— begin Records shown —

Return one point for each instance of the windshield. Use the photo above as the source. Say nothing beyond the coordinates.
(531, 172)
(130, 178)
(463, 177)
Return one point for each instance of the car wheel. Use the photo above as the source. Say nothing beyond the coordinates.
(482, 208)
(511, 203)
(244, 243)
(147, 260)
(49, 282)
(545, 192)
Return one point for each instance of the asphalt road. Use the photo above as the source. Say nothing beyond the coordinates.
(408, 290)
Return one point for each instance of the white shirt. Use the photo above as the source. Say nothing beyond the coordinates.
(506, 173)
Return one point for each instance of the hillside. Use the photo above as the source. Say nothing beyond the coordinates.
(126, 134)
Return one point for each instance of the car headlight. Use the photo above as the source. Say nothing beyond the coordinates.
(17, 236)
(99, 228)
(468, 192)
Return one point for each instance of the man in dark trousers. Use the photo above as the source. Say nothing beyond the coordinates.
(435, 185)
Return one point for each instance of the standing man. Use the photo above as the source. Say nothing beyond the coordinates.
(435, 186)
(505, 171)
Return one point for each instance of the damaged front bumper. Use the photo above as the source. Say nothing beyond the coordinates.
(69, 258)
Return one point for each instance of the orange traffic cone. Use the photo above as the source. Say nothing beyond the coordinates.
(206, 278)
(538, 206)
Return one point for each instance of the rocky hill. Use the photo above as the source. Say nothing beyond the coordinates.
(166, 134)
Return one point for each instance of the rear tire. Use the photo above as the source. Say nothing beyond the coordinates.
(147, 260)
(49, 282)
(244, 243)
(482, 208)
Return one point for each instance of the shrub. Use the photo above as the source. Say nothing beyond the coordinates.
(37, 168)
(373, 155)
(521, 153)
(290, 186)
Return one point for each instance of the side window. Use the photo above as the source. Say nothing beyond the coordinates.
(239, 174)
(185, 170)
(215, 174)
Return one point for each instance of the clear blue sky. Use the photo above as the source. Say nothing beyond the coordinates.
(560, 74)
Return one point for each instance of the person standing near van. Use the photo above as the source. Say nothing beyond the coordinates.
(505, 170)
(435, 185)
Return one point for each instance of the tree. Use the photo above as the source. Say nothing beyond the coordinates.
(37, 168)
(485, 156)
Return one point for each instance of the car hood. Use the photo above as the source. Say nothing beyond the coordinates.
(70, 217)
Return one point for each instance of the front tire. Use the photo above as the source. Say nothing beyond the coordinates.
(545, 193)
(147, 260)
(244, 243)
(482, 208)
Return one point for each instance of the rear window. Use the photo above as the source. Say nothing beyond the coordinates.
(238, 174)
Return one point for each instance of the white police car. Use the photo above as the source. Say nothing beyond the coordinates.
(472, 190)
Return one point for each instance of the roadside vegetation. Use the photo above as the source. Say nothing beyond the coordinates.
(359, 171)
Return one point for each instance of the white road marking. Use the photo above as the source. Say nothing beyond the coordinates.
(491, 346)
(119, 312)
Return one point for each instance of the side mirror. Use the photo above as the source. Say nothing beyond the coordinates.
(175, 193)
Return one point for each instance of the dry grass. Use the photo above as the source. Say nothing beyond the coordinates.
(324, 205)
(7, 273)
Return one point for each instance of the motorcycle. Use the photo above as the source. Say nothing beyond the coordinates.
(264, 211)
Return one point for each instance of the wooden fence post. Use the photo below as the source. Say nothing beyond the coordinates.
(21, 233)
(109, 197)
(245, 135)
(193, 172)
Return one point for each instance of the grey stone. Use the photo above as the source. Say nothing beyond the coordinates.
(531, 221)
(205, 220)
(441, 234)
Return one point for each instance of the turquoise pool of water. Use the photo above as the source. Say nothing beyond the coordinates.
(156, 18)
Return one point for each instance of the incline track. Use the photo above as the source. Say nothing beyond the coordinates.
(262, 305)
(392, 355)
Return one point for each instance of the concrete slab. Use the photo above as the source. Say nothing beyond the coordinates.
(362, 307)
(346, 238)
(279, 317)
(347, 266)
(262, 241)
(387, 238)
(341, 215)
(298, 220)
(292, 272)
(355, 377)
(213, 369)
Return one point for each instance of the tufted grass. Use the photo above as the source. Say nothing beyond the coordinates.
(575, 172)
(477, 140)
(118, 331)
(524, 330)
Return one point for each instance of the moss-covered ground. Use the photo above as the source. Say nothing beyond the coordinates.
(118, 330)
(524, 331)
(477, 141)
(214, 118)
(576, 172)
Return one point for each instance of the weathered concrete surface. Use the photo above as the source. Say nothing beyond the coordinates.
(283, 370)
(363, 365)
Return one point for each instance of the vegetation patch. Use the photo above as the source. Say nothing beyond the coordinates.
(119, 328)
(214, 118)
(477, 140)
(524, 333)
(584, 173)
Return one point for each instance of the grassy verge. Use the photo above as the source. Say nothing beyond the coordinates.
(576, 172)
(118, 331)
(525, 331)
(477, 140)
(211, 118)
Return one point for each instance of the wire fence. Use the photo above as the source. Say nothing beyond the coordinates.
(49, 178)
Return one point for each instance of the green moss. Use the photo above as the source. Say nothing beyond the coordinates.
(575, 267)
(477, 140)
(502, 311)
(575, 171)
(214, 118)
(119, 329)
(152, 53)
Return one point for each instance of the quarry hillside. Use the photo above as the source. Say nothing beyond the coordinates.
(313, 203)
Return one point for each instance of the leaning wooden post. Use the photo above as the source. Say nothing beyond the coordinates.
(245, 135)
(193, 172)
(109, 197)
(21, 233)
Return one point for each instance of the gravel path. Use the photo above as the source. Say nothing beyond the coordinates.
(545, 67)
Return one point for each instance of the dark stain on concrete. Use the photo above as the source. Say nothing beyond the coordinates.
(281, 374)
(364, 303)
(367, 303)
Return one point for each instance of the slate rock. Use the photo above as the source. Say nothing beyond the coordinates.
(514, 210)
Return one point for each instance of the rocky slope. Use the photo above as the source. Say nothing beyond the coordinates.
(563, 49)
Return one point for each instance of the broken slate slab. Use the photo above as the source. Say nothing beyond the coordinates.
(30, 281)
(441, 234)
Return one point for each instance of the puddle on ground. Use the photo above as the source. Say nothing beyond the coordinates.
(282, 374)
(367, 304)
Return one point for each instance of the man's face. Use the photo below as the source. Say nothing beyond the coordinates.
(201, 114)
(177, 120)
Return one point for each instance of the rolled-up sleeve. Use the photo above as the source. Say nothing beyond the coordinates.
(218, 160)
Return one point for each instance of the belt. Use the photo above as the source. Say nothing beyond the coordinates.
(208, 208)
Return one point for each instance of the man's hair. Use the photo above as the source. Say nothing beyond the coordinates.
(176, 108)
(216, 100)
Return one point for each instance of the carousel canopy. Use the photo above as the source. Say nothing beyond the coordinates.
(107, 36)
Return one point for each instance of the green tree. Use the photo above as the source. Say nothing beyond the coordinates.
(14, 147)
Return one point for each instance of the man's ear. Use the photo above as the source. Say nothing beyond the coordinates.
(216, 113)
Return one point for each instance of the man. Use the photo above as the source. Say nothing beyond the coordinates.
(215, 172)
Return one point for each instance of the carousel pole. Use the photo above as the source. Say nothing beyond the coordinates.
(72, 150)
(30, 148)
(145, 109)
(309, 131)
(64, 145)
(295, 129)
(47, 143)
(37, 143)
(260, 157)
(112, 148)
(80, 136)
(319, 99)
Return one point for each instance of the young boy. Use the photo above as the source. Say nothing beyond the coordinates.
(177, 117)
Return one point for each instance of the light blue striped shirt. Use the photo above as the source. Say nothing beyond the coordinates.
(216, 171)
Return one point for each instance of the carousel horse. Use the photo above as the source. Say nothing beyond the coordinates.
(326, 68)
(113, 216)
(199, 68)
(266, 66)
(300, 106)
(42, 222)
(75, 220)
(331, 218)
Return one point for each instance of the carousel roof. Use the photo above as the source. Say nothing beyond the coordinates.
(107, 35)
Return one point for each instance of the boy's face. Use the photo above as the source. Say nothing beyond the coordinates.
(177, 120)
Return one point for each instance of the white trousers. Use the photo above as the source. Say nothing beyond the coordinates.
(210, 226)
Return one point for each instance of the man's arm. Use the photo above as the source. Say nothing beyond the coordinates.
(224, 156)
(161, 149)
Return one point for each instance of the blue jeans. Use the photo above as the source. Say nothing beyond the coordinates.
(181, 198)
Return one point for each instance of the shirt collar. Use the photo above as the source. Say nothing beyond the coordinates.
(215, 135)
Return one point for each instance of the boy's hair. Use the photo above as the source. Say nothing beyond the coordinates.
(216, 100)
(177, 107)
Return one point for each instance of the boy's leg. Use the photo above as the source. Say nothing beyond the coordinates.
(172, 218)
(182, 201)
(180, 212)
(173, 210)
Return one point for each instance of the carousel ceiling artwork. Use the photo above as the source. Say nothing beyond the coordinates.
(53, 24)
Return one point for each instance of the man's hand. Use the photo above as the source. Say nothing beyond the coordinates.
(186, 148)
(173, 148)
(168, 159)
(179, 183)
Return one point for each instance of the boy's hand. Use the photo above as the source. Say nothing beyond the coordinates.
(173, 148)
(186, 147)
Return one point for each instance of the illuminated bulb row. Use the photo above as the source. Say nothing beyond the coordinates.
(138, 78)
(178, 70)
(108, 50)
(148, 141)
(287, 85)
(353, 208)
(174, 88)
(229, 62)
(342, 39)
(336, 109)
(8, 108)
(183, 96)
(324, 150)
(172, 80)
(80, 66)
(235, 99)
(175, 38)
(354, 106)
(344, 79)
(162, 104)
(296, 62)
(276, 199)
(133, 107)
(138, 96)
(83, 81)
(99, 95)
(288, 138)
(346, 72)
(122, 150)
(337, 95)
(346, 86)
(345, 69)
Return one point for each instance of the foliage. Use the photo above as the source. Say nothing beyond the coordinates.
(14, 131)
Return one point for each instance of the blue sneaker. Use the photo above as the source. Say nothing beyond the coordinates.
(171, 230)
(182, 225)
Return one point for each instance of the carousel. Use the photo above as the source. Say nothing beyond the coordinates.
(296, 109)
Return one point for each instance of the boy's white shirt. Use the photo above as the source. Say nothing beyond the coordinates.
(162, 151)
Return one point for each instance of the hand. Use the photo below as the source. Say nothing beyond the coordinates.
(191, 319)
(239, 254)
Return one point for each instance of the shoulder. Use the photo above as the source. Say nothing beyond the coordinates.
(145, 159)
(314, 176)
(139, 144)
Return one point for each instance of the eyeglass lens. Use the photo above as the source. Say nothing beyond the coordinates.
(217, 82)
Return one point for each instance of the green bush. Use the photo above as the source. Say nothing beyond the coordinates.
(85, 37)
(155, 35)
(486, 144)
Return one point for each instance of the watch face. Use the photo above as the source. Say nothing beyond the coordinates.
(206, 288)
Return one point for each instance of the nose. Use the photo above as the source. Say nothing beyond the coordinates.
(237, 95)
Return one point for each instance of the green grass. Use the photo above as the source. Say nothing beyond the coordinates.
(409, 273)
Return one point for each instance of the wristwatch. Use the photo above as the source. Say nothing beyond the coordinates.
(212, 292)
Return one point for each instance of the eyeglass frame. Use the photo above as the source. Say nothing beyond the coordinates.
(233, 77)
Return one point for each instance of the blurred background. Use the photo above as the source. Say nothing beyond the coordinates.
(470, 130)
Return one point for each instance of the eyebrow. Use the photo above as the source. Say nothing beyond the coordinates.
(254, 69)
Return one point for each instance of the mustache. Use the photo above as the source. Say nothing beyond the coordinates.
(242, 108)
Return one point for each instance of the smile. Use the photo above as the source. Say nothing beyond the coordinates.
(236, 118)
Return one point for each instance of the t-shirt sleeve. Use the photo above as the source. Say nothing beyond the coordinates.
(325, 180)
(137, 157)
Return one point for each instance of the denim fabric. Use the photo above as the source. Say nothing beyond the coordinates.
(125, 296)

— end Records shown —

What you should do:
Repeat, without change, each line of the data above from the one that contains "Return one point for each instance of the blurred" through the final line, counting both.

Solved problem:
Return one point for each instance of the blurred background. Use the photo above as the source. Say nothing beyond the coordinates.
(470, 130)
Return one point for each instance of the eyebrow. Use the photo above as the source. Say nothing beyond the coordinates.
(254, 69)
Return one point for each instance of the mustache. Use the photo above as the source. Say nothing beyond the coordinates.
(242, 108)
Return one point for each instance of the smile. Use the photo above as the source. Say nothing beyond the coordinates.
(236, 118)
Return one point for each instance of the t-shirt sleeve. Use the photo above as the source. Say nothing beyond the coordinates.
(325, 180)
(137, 157)
Return one point for each instance of the denim fabric. Use the photo above as the source. Say nothing beyond the coordinates.
(125, 296)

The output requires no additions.